### EXERCISES
**a.** In the forum thread below about new Bobcat side lights, what did the salesman say about the lights and the machine bought the year before?
**b.** In the Bobcat side lights thread below, shorten the paragraph that begins "The parts monkey said he didn't know" and keep its main points.
**c.** Write the next part of the Bobcat side lights thread below, picking up after its last post.

### DOCUMENT SECTION
○ ○ ○
# New Bobcat Side Lights



## absolutely (Dec 9, 2010)

We just took delivery of this last week. Ordered it with the new side ligh





















ts and they seem to work awesome. Now they just need to make led for front and back of the machine.

Plan on switching over tires and running a 9' Kage.


----------



## Philbilly2 (Aug 25, 2007)

nice


----------



## Mark Oomkes (Dec 10, 2000)

Josh, is that a new Bobcat? Or did you add the lights?

I axed my sales rep and he said they should be available the beginning of Nov.....they weren't. 

The parts monkey said he didn't know if they would work with older models, only the M2. Yes, he's an idiot. The cabs are the same, the M2 is basically an option package.


----------



## Philbilly2 (Aug 25, 2007)

He said he just took delivery last week and he ordered it with the new side lite at the top of his post...


----------



## absolutely (Dec 9, 2010)

Philbilly2 said:


> nice


Thanks!


----------



## absolutely (Dec 9, 2010)

Mark Oomkes said:


> Josh, is that a new Bobcat? Or did you add the lights?
> 
> I axed my sales rep and he said they should be available the beginning of Nov.....they weren't.
> 
> The parts monkey said he didn't know if they would work with older models, only the M2. Yes, he's an idiot. The cabs are the same, the M2 is basically an option package.


New, just got it Thursday. Salesman said they will fit our machine we got last year.


----------



## Mark Oomkes (Dec 10, 2000)

Philbilly2 said:


> He said he just took delivery last week and he ordered it with the new side lite at the top of his post...


Delivery of the light(s)? Or machine?

Stop harassing me.


----------



## Mark Oomkes (Dec 10, 2000)

absolutely said:


> New, just got it Thursday. Salesman said they will fit our machine we got last year.


I know that, you know that, our salesmen know that, but the parts monkey is an idiot.

Thanks, going to order some as soon as I can.


----------



## 1olddogtwo (Aug 6, 2007)

Philbilly2 said:


> He said he just took delivery last week and he ordered it with the new side lite at the top of his post...


:hammerhead:


----------



## John_DeereGreen (Jan 2, 2011)

How much are those things? That'd be awesome to have.
○ ○ ○
(Point annotation dataset listing)

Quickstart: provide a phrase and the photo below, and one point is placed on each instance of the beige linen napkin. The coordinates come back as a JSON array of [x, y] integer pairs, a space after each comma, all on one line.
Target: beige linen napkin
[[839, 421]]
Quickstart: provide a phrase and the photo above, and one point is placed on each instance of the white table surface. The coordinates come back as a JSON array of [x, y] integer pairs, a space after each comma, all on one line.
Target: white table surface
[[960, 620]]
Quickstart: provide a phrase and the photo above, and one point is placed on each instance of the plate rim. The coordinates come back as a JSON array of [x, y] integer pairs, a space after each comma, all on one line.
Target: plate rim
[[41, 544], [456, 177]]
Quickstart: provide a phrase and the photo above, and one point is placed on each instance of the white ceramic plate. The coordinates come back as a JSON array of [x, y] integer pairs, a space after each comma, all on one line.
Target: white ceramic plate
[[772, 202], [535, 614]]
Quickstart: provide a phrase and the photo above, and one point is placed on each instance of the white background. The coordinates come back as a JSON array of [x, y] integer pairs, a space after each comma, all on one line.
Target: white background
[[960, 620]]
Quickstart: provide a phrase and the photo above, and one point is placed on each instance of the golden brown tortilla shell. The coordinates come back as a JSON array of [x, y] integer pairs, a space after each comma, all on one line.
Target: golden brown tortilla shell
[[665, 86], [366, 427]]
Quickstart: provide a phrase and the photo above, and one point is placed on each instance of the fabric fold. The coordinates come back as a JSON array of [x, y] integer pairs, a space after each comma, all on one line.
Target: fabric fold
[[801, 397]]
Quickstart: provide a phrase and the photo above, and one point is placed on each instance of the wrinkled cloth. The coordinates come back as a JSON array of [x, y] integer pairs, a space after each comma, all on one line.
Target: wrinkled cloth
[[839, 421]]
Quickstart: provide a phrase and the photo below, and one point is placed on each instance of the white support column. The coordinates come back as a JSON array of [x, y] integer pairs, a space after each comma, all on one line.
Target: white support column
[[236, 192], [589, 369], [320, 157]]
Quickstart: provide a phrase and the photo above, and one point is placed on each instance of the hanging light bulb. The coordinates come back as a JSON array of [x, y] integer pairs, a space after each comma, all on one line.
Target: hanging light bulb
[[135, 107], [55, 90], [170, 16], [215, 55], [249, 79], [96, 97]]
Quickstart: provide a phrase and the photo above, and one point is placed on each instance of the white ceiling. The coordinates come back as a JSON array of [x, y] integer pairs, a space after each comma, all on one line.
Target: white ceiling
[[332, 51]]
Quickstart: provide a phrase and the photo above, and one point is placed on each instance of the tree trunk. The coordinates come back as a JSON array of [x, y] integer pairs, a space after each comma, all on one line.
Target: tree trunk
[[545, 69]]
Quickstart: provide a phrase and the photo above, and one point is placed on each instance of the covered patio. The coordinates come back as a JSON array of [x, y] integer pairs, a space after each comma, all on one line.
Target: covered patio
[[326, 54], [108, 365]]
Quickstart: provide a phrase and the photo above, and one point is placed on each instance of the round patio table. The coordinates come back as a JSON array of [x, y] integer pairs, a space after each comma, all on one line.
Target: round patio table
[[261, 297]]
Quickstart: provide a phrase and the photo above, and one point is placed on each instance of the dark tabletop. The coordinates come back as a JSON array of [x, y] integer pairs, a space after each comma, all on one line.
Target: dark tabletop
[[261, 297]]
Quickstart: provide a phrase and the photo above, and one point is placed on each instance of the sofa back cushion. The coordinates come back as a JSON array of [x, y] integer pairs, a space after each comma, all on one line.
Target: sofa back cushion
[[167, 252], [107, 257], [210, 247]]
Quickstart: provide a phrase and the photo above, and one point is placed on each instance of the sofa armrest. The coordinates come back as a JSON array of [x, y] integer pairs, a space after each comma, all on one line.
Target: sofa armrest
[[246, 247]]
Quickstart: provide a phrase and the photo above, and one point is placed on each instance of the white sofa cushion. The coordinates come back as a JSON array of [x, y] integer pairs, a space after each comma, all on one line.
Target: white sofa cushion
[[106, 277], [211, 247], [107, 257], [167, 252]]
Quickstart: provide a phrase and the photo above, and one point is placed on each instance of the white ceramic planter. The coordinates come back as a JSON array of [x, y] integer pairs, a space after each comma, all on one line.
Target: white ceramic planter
○ ○ ○
### TASK RESULTS
**a.** He said they will fit that machine.

**b.** The parts person wasn't sure the lights would work on older models, only the M2. The poster calls him an idiot, since the cabs are the same and the M2 is basically an option package.

**c.**
----------



## Mark Oomkes (Dec 10, 2000)

John_DeereGreen said:


> How much are those things? That'd be awesome to have.


Free with a new skidsteer............that he just took delivery of last week. lol


----------



## Philbilly2 (Aug 25, 2007)

Mark Oomkes said:


> Delivery of the light(s)? Or machine?
> 
> Stop harassing me.


Man that felt good to get you for once!!! LOL....


----------



## Mark Oomkes (Dec 10, 2000)

Philbilly2 said:


> Man that felt good to get you for once!!! LOL....


It's only Tuesday, hopefully only a 3 day week, and I feel like I've worked 7 days this week already.


----------



## WIPensFan (Jan 31, 2009)

Mark Oomkes said:


> It's only Tuesday, hopefully only a 3 day week, and I feel like I've worked 7 days this week already.


Yeah, your fingers must be exhausted from typing...


----------



## Mark Oomkes (Dec 10, 2000)

WIPensFan said:


> Yeah, your fingers must be exhausted from typing...


Jealous?


----------



## erkoehler (Sep 25, 2008)

What tires are you going to run?

I have debated switching mine out on the S590 model.


----------



## absolutely (Dec 9, 2010)

John_DeereGreen said:


> How much are those things? That'd be awesome to have.


Our line item was $260 for the set.


----------



## absolutely (Dec 9, 2010)

erkoehler said:


> What tires are you going to run?
> 
> I have debated switching mine out on the S590 model.


We have a set similar to wolf paws. They work great.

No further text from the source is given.